**WORK REQUIRED:** Count the lines in the records below that contain the string "hair", treating uppercase and lowercase as different, and give only that number.

= = = = = = =

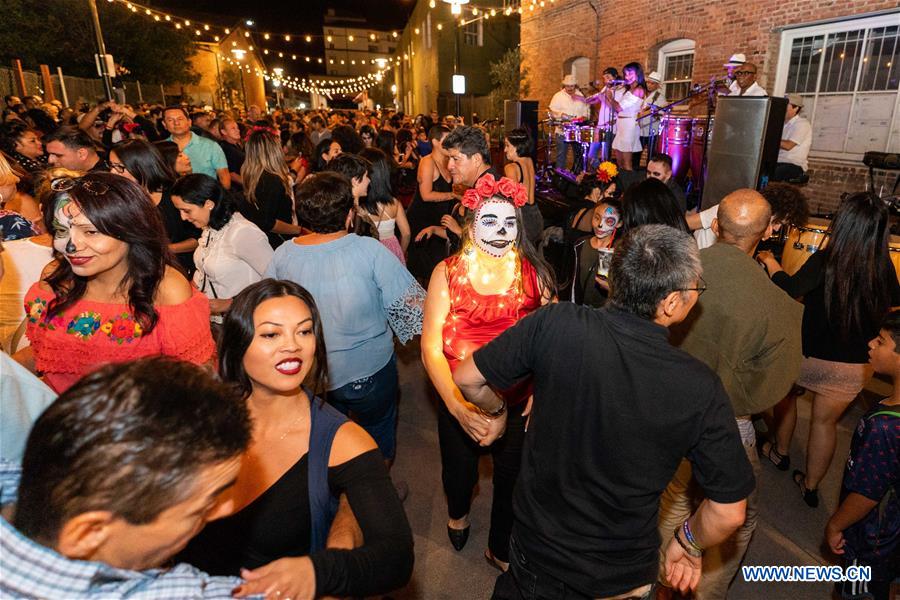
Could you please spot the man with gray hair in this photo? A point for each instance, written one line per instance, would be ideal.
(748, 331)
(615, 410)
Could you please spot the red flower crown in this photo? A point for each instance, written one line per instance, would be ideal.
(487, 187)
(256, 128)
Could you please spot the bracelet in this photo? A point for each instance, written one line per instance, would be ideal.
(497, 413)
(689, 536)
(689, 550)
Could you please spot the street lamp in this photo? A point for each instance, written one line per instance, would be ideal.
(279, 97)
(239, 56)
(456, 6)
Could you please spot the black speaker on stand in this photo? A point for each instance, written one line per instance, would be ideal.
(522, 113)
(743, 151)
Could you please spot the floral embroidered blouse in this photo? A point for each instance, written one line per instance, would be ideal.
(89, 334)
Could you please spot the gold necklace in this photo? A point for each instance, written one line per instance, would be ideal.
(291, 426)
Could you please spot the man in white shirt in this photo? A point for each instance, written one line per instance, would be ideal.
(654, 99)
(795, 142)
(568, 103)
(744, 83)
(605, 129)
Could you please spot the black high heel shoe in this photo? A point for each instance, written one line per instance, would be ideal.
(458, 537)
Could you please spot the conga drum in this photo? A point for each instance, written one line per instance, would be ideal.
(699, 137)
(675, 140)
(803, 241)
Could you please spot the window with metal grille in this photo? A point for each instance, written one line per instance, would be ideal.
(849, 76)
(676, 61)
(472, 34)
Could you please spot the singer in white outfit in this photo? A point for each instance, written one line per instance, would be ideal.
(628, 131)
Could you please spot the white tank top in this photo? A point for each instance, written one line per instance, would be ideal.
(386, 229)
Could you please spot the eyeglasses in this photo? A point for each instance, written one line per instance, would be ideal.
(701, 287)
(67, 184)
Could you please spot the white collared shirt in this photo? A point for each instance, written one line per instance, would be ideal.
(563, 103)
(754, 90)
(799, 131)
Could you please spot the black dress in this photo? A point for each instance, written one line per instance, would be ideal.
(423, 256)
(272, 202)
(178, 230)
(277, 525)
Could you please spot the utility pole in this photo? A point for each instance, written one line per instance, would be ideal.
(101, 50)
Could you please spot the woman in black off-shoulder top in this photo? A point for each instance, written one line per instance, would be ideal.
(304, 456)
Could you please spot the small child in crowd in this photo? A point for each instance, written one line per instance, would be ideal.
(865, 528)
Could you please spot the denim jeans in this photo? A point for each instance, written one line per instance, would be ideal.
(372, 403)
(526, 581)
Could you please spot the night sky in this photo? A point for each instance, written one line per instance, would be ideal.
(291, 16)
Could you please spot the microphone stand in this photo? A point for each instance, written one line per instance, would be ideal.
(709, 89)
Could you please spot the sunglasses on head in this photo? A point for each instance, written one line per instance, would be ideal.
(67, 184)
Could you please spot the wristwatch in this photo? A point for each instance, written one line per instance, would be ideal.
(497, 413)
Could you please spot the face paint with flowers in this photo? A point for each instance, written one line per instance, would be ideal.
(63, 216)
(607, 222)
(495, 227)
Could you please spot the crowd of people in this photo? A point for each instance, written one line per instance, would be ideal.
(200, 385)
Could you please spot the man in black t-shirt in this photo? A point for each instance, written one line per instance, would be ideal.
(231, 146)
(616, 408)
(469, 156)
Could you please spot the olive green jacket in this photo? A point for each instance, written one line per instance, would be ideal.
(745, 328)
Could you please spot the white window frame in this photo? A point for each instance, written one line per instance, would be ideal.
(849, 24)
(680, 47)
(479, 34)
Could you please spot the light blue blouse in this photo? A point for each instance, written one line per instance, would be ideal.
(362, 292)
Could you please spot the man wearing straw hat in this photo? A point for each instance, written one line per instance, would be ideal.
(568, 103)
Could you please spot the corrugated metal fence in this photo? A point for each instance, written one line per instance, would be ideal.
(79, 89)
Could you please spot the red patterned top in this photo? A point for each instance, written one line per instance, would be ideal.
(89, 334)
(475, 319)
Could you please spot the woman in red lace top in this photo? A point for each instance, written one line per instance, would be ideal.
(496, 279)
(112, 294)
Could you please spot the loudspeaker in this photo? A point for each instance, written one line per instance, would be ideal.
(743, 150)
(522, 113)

= = = = = = =

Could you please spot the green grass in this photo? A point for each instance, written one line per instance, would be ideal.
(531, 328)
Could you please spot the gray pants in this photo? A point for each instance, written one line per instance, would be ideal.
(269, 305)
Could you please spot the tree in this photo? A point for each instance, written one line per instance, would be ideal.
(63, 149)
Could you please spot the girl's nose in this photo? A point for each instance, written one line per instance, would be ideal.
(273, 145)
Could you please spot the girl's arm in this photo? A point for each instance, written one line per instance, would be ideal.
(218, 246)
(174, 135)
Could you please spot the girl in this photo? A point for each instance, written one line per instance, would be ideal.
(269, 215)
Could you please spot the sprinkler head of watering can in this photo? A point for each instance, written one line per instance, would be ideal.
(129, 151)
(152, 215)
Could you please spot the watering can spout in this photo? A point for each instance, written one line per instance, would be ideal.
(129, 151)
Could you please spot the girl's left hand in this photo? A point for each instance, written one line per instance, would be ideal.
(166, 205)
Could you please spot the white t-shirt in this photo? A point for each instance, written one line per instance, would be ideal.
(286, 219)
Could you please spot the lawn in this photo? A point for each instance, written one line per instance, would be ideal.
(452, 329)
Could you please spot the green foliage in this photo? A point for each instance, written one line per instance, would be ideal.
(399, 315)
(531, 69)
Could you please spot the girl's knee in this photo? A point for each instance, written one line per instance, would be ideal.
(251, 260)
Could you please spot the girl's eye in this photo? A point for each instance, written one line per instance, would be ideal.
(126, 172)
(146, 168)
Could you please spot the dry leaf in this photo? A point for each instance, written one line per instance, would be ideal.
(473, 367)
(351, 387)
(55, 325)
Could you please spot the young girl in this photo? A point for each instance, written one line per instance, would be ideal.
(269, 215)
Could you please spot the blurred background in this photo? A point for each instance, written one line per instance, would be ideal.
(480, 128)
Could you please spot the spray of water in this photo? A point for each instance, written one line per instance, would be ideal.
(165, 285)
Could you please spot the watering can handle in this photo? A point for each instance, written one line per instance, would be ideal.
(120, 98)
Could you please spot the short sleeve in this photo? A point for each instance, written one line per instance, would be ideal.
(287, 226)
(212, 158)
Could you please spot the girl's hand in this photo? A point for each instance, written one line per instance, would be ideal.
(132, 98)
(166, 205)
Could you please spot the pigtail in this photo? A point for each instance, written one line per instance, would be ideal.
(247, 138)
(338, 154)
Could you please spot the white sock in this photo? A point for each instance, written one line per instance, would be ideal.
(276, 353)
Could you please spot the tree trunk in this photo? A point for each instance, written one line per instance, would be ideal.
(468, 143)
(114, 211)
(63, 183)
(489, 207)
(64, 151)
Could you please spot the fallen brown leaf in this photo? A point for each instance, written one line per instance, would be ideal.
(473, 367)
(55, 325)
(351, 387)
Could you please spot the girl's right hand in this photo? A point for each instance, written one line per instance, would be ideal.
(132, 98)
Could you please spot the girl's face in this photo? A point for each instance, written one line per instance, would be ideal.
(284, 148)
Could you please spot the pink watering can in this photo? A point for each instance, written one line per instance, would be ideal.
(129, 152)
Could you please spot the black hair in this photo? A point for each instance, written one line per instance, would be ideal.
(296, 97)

= = = = = = =

**THE COMPLETED TASK:** 2